═════ Text shown ═════
Have you had a chance to check out the much anticipated sequel to Tanu Weds Manu? Creatively titled Tanu Weds Manu: Returns (TWMR), the movie has an equally creative stalker-lover subplot thanks to writer Himanshu Sharma. This unfortunate narrative more or less ruined the entire TWMR experience for me despite Kangana Ranaut’s amazing performance as both Tanu and Kusum.
In TWMR, supporting character Pappi’s love for a girl named Komal culminates in Komal getting knocked unconscious and kidnapped despite her assertions that she does NOT love Pappi (played by Deepak Dobriyal). Not surprisingly, the characters in TWMR handle this crime in the most nonchalant of ways. Pappi barely gets a slap on the wrist for the harassment, assault, and subsequent kidnapping of Komal. Say what?
Far from funny, the irresponsible way in which Bollywood throws around these stalker-love stories is a crime in and of itself. In a country where violence against women runs rampant, and when Bollywood portrayals of stalking have been used as a legal defense for real-life stalking, what kind of message is India’s beloved film industry sending countless moviegoers?
That it’s okay to knock a woman unconscious and have your way with her? That it’s forgivable to kidnap a woman because you “love” her? That all is fair in stalking and harassment when it’s a matter of one’s dil? Please, please, please say it isn’t so, Bollywood.
— Kavita Krishnan (@kavita_krishnan) January 29, 2015
Back in the day, creepy-stalker-lovers were portrayed more or less accordingly. Take for example, Shahrukh Khan’s roles in both Darr and Anjaam. In Darr, no number of K-k-k-k-kiran’s could win the heart of Juhi Chawla’s character. Just as in Anjaam, where Madhuri’s Shivani ultimately exacts her revenge against SRK’s character Vijay — albeit only after Vijay has successfully ruined her entire life.
Now the key difference between these movies from the 1990s and the present-day stalker plots? SRK’s characters were appropriately called villains in both Darr and Anjaam, in sharp contrast to modern day Bollywood’s stalkers-in-love who actually seem to be placed on some sort of pedestal.
Don’t believe me? Let’s take a minute to look at two examples from the post-2000 era.
As music professor and self-entitled professor of love, SRK’s Raj Aryan not only harbors his own skewed views on ishq vishk pyaar vyaar, but he also spends the entire movie imparting his horribly ill-conceived “lessons” to all his students. If you think back to the plot of this 2000 romantic drama by writer-director Aditya Chopra, then you should be able to easily recall the three distinct love stories that played out between the following characters:
- Karan and Kiran — Jimmy Shergill and Preeti Jhangiani, respectively
- Sameer and Sanjana — Jugal Hansraj and Kim Sharma,respectively
- Vicky and Ishika — Uday Chopra and Shamita Shetty, respectively
*Spoiler Alert* (Although, let’s be real, if you haven’t seen this movie yet, then just don’t do this to yourself.)
═════ Recorded data ═════
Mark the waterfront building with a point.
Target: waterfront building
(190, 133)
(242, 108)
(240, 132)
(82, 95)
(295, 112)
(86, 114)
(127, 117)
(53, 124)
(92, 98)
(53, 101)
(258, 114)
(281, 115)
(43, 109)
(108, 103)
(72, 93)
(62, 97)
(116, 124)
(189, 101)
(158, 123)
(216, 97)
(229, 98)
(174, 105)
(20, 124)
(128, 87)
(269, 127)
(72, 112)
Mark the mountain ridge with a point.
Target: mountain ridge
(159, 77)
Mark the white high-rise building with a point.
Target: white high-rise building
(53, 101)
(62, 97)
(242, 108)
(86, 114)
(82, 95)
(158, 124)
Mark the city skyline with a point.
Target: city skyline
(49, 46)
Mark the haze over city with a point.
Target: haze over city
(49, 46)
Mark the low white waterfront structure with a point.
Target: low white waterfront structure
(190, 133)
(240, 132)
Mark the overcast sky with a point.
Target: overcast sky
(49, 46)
═════
═════ Recorded data ═════
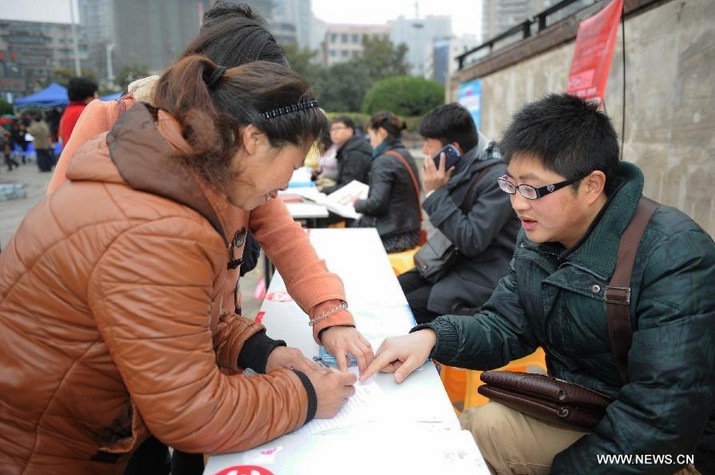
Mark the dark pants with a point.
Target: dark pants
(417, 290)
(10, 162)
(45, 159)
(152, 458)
═════
═════ Recorded data ═════
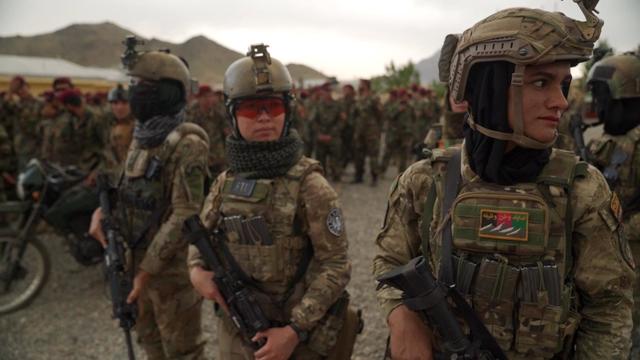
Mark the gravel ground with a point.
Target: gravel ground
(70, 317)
═════
**Assigned task A:**
From the article on stalker plots in Bollywood films, return the passage between "Don’t believe me?" and "this to yourself.)", inclusive.
**Assigned task B:**
In the article on stalker plots in Bollywood films, which actor plays the character Pappi in Tanu Weds Manu: Returns?
**Assigned task C:**
Write what comes next in the article on stalker plots in Bollywood films, continuing from its final line.

**Response area A:**
Don’t believe me? Let’s take a minute to look at two examples from the post-2000 era.
As music professor and self-entitled professor of love, SRK’s Raj Aryan not only harbors his own skewed views on ishq vishk pyaar vyaar, but he also spends the entire movie imparting his horribly ill-conceived “lessons” to all his students. If you think back to the plot of this 2000 romantic drama by writer-director Aditya Chopra, then you should be able to easily recall the three distinct love stories that played out between the following characters:
- Karan and Kiran — Jimmy Shergill and Preeti Jhangiani, respectively
- Sameer and Sanjana — Jugal Hansraj and Kim Sharma,respectively
- Vicky and Ishika — Uday Chopra and Shamita Shetty, respectively
*Spoiler Alert* (Although, let’s be real, if you haven’t seen this movie yet, then just don’t do this to yourself.)

**Response area B:**
Deepak Dobriyal

**Response area C:**
With Professor Aryan as their puppeteer, Karan, Sameer, and Vicky long for the company of women in their boring all-boys Gurukul Academy. Karan falls in love with a girl he randomly sees once at a train station who turns out to be the nearly-widowed Kiran; Sameer is still holding on to his childhood love for his former BFF, Sanjana, despite her current boyfriend; and last, but certainly not least, Vicky falls head over heels for the headstrong Ishika when he sees her stealing apples near Gurukul. Not exactly recipes for great love, if you ask me.
Professor Aryan, however, encourages the boys to purse their loves, NO MATTER WHAT.
Karan is told to pursue Kiran despite her loyalties to her missing husband’s family because Karan “loves her.” Sameer is told to break-up Sanjana’s relationship with her current boyfriend because Sameer “loves her.” Vicky is told to make Ishika love him because, well, Vicky “loves her.” Ultimately, all three of these young men “win” the hearts of their beloveds and Professor Aryan is a hero. Sigh.
Last time I checked, Bollywood, everything is not actually fair in love and war. What kind of message does Mohabbatein send to young Indian men? That a girl’s refusal is not actually the end all be all? Because if you try, try again, and if you stalk, stalk again? Because that’s really all I got out of this movie.
Along with always being annoyed with trying to figure out how many A’s belong in this movie’s title, I was so horrendously disappointed when I saw this movie. Although, with the same writer-director combination as TWMR, in hindsight, I should have expected the 140-ish minutes of stalker-romanticization that was front and center in Raanjhanaa.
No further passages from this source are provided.